Kopi Tuli berdiri pada 12 Mei 2018, telah menjadi wadah untuk memberdayakan teman-teman tuli. Selain itu, Kopi Tuli juga terus aktif dalam meningkatkan lingkungan yang ramah disabilitas.
Kopi Tuli didirikan oleh tiga sahabat, yakni Andhika Prakoso, Tri Erwinsyah Putra, dan Putri Sampaghita Trisnawinny Santoso.
Berlokasi di Depok dan Duren Tiga, kedai Kopi Tuli punya ciri khasnya sendiri. Sebagai contoh, pada gelas minuman terdapat gambar Bahasa Isyarat Indonesia (BISINDO).
Andhika menjelaskan, gambar BISINDO yang ada di gelas tersebut hadir sebagai identitas Kopi Tuli. Selain itu, Andhika juga ingin masyarakat luas bisa lebih mengenal dan tertarik untuk belajar bahasa isyarat.
“Sejauh ini, respons konsumen sangat senang dan mereka jadi penasaran untuk mempelajari bahasa isyarat. Untuk itu, saya juga kerap mengajarkan orang-orang belajar bahasa isyarat. Contohnya, saat ada konsumen datang, mereka pesan minum, lalu saat mereka duduk-duduk dan tertarik untuk belajar bahasa isyarat, saya akan datang dan mengajari mereka,” jelas Andhika dikutip dalam kanal YouTube Filantropi, Selasa (9/5).

Tugas untuk Dikerjakan ::
a: Tolong salin bagian teks tentang Kopi Tuli di atas tanpa perubahan apa pun, mulai dari "Andhika menjelaskan, gambar" dan berakhir pada "Filantropi, Selasa (9/5).".
b: Jawab pertanyaan berikut berdasarkan teks tentang Kopi Tuli di atas.
(i) Kapan Kopi Tuli berdiri?
(ii) Di mana saja kedai Kopi Tuli berlokasi?
(iii) Gambar apa yang terdapat pada gelas minuman Kopi Tuli?

Data yang Diberikan ::

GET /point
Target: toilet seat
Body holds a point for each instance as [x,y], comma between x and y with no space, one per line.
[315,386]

Penyelesaian Soal ::
a:
Andhika menjelaskan, gambar BISINDO yang ada di gelas tersebut hadir sebagai identitas Kopi Tuli. Selain itu, Andhika juga ingin masyarakat luas bisa lebih mengenal dan tertarik untuk belajar bahasa isyarat.
“Sejauh ini, respons konsumen sangat senang dan mereka jadi penasaran untuk mempelajari bahasa isyarat. Untuk itu, saya juga kerap mengajarkan orang-orang belajar bahasa isyarat. Contohnya, saat ada konsumen datang, mereka pesan minum, lalu saat mereka duduk-duduk dan tertarik untuk belajar bahasa isyarat, saya akan datang dan mengajari mereka,” jelas Andhika dikutip dalam kanal YouTube Filantropi, Selasa (9/5).

b:
(i) 12 Mei 2018
(ii) Depok dan Duren Tiga
(iii) Gambar Bahasa Isyarat Indonesia (BISINDO)